**掲載文**
政府が75歳以上の高齢者が病院にかかる際の自己負担を1割から2割に増やす案について検討しています。今回は高齢者の自己負担引き上げですが、年金と同様、日本の医療財政は逼迫しており、現役世代の負担増加についても議論が始まっている状況です。これからはお金がないと病院にかかれない時代になってしまうのでしょうか。
日本の医療は国民皆保険制度となっており、原則として全員が何らかの公的医療保険に入らなければなりません。日本の医療制度は世界でも稀に見る内容で、医療という点では、わたしたちは世界でもっとも恵まれていると思ってよいでしょう。
例えば米国では、低所得者など、一部の国民を除いて一般的な公的医療保険制度がありませんから、病院の受診は原則として自費になります。米国は近年の景気拡大などの影響もあって医療費が高騰しており、ちょっとした病気で医者にかかっても高額の医療費が請求されます。
以前、ツイッターで、日本人が米国で病気になり、1週間の入院と検査で700万円を請求されたという話が拡散したことがありましたが、今の米国ではこれは極端なケースではありません。多くの人は、このような金額をポンと払うことはできませんから、民間企業が提供する医療保険に入ることで治療費に備えていますが、保険料も高く、毎月かなりの金額が保険に消えてしまいます。

**項目**
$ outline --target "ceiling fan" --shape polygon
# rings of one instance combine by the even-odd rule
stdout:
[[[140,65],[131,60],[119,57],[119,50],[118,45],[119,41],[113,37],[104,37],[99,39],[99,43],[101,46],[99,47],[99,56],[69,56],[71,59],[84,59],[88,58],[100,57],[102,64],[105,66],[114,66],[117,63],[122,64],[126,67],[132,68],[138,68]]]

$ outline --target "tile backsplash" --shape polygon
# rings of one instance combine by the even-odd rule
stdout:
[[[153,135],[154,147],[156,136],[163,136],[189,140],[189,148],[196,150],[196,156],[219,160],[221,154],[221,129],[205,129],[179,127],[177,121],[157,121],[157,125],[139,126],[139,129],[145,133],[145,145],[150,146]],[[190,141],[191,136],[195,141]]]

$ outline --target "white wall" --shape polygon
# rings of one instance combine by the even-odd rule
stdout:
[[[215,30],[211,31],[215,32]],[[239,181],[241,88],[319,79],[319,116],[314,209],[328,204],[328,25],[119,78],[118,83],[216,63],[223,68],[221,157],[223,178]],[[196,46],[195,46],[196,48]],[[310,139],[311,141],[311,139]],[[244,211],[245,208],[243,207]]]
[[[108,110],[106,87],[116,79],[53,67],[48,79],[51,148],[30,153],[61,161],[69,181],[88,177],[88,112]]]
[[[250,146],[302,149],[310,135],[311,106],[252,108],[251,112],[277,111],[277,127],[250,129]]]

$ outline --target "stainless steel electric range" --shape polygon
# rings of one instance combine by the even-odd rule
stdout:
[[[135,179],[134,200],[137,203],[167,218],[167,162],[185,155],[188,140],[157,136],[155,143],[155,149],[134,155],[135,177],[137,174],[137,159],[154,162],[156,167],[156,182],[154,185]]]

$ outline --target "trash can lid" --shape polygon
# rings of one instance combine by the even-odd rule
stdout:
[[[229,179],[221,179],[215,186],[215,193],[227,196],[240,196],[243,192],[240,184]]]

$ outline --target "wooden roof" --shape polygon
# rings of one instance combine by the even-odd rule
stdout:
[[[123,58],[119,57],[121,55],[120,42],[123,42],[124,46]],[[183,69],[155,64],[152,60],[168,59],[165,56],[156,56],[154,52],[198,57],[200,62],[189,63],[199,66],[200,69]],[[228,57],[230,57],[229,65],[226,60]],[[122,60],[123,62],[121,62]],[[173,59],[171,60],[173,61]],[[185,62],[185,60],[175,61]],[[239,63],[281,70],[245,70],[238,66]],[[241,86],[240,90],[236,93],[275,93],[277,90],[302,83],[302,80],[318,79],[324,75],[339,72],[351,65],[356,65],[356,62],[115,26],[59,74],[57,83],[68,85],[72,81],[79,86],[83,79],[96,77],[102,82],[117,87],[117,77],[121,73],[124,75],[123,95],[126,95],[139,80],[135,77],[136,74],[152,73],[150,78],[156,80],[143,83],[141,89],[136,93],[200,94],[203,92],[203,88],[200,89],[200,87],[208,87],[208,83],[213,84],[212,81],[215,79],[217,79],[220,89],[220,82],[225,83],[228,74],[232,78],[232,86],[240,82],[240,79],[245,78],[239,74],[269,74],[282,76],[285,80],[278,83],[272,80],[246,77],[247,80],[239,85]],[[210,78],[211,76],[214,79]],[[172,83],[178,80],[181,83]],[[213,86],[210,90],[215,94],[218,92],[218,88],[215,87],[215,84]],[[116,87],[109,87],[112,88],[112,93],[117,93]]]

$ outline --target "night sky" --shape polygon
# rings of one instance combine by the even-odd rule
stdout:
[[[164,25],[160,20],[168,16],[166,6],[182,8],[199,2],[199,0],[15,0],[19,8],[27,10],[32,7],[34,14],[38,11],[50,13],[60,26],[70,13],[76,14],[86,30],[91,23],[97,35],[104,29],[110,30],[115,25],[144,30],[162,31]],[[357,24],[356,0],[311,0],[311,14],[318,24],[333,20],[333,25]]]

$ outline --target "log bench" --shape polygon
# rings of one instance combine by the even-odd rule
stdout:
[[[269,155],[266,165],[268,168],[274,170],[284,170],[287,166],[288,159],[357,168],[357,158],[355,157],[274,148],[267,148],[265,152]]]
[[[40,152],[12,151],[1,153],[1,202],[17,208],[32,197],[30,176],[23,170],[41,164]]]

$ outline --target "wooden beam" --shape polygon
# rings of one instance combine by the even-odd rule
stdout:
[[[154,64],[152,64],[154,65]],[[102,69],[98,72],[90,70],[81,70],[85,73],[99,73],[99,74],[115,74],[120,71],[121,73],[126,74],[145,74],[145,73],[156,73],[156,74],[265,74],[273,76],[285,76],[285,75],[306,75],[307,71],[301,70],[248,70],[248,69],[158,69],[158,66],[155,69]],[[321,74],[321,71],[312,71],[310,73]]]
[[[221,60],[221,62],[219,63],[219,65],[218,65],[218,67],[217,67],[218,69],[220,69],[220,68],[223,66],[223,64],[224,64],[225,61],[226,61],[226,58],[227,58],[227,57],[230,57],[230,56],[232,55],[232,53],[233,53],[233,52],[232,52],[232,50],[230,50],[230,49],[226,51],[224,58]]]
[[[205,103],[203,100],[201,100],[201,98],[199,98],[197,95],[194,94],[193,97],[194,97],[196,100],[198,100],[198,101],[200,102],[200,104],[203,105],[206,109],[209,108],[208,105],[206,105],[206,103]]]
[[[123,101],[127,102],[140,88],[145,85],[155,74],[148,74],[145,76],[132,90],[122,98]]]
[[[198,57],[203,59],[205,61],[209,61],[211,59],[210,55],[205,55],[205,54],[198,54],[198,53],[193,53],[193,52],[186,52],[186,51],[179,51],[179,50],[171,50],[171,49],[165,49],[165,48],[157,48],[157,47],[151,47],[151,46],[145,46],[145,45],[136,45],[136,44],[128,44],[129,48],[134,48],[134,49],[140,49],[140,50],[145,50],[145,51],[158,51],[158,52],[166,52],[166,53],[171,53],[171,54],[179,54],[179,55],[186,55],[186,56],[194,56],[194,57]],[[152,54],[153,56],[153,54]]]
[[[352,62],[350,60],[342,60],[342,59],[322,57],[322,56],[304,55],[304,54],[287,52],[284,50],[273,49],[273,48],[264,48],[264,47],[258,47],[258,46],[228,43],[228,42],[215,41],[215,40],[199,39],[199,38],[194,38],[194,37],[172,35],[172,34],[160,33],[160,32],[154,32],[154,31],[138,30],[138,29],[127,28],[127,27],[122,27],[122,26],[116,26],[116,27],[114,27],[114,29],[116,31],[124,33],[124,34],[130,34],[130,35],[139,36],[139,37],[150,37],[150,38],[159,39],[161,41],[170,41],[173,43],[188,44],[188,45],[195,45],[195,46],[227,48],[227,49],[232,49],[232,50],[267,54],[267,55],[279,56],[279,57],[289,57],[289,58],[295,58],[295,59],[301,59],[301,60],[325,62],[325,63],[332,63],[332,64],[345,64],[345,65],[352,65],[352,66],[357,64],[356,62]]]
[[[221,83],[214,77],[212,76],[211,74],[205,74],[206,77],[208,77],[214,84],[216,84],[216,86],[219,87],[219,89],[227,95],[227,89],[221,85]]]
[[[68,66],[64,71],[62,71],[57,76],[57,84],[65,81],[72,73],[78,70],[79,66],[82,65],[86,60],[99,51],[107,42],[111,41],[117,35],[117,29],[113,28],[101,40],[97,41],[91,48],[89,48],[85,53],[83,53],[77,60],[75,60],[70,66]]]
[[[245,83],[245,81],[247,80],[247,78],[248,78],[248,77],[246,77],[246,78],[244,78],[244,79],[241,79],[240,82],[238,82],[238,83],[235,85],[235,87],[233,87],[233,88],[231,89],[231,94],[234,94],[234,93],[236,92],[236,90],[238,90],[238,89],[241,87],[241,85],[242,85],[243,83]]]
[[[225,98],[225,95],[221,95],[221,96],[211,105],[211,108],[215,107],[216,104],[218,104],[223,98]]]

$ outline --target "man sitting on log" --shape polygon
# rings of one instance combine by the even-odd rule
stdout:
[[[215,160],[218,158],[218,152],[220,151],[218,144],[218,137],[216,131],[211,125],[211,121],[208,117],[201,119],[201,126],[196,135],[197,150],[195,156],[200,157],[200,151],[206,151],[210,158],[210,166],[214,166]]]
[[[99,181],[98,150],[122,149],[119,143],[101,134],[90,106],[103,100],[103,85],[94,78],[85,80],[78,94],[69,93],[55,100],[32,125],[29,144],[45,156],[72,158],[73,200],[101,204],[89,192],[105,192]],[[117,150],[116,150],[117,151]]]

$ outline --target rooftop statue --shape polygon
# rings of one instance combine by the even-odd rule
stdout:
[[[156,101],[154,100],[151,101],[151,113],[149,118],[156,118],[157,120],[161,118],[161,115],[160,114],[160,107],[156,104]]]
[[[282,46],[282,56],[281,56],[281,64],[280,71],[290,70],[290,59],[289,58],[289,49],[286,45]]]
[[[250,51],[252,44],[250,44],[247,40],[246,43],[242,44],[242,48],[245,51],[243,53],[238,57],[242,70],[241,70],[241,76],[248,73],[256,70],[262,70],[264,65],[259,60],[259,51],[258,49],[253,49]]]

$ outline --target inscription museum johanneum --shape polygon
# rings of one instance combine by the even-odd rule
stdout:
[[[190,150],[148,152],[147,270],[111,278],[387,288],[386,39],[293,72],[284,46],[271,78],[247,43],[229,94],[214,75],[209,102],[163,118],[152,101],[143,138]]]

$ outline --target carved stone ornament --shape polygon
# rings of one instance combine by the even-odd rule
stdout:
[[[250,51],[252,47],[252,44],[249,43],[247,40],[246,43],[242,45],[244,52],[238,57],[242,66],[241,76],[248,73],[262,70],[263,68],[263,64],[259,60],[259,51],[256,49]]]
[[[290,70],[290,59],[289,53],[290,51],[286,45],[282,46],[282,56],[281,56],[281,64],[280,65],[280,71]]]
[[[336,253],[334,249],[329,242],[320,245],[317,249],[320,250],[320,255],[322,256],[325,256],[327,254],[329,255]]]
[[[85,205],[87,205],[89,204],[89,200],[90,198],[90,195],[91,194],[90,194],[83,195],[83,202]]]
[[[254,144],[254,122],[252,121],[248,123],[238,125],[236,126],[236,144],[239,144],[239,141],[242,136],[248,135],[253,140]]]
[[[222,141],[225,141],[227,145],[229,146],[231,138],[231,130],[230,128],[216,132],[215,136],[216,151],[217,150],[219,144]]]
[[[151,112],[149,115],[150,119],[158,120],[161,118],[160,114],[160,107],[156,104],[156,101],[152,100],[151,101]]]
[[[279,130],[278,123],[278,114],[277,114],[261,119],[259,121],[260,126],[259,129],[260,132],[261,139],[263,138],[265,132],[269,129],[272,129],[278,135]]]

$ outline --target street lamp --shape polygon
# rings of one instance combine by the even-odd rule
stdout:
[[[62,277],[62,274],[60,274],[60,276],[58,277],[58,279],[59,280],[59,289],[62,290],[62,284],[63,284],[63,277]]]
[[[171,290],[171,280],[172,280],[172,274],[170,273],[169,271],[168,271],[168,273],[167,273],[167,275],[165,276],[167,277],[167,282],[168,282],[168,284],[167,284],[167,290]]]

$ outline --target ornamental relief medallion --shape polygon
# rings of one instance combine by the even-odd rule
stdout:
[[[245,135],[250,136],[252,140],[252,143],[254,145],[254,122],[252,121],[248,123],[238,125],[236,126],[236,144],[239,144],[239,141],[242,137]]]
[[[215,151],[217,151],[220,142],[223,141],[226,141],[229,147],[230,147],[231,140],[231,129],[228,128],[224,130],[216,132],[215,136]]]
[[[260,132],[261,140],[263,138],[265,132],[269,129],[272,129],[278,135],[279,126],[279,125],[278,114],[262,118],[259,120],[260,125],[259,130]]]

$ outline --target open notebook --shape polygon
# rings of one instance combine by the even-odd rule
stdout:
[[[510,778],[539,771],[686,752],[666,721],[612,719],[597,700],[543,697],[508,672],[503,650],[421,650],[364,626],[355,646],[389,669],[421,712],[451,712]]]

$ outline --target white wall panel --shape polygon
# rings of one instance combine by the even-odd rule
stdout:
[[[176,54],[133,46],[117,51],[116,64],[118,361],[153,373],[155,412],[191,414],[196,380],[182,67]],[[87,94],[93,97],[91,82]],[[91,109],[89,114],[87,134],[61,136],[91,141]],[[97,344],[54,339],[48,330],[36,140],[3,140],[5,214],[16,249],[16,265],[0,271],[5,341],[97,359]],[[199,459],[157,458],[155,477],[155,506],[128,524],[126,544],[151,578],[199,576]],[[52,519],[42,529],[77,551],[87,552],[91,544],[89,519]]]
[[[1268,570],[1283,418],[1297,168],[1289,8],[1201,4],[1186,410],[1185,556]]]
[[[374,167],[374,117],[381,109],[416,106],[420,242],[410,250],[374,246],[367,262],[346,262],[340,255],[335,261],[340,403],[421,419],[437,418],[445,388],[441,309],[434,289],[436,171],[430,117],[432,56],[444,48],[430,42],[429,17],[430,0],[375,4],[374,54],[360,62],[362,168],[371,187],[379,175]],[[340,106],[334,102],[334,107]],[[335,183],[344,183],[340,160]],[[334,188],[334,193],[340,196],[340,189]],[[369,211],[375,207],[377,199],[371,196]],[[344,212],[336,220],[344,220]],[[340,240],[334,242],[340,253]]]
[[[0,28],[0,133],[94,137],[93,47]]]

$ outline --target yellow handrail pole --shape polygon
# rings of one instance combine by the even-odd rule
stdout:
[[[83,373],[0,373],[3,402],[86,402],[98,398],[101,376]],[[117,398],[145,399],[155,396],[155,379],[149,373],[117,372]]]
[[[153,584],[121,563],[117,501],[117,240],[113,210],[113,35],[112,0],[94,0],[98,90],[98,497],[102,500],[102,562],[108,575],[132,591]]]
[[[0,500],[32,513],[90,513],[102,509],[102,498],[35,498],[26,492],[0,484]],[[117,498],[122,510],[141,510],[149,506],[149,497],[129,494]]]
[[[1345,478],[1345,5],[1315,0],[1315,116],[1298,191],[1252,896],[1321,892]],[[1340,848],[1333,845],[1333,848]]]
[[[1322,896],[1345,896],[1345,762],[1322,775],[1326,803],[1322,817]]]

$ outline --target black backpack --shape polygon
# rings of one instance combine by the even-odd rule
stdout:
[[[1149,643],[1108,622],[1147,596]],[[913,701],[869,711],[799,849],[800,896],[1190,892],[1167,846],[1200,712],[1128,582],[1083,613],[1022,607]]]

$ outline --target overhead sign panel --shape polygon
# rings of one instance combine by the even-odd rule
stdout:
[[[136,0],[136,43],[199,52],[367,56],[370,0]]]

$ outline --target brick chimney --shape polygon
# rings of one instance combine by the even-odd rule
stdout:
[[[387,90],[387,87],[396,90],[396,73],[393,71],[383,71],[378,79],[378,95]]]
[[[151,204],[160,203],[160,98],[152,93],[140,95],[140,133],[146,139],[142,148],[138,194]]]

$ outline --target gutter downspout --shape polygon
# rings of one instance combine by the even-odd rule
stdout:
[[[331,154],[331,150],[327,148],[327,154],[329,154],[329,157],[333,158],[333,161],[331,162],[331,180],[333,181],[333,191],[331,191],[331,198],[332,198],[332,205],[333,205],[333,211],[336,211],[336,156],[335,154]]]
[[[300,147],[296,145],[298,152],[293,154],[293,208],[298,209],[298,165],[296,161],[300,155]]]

**設問**
(a) 医療費をめぐる文章によると、政府は75歳以上の高齢者が病院にかかる際の自己負担を何割から何割に増やす案を検討していますか？
(b) 医療費をめぐる文章に出てくる、数字を含む語句をすべて書き出してください。
(c) 医療費をめぐる文章を、最後の文の後から書き継いでください。

**解答**
(a) 1割から2割

(b) 75歳以上、1割、2割、1週間、700万円

(c)
一方、英国は主に税金を財源とした国民皆保険制度を備えており、基本的に医療費はタダですが、保健医療の質はあまり高いとはいえません。誰でも無料で病院にかかれますが、検査や入院などでかなり待たされるケースも少なくないようで、所得が高い人は、民間の医療保険を活用しています。
日本の医療制度は、原則として3割の自己負担が必要ですが、基本的に誰もがほぼ同じ条件で、相応の治療を受けることができる仕組みです。自由診療で全額自己負担するケースと、保険で診療を受けるケースで医療の質はそれほど変わりませんから、ある意味ではもっとも平等な制度といってよいでしょう。
しかしながら、これだけ立派な医療制度を運営していくのは並大抵のことではありません。
当然ですが、制度の維持には莫大なお金がかかっており、近年、財政の悪化が深刻化している状況です。これまで原則1割だった75歳以上の自己負担を2割に引き上げようとしているのはそのためです。近い将来、ほぼすべての人が3割の自己負担となり、さらに自己負担率が引き上げられる可能性も否定できないでしょう。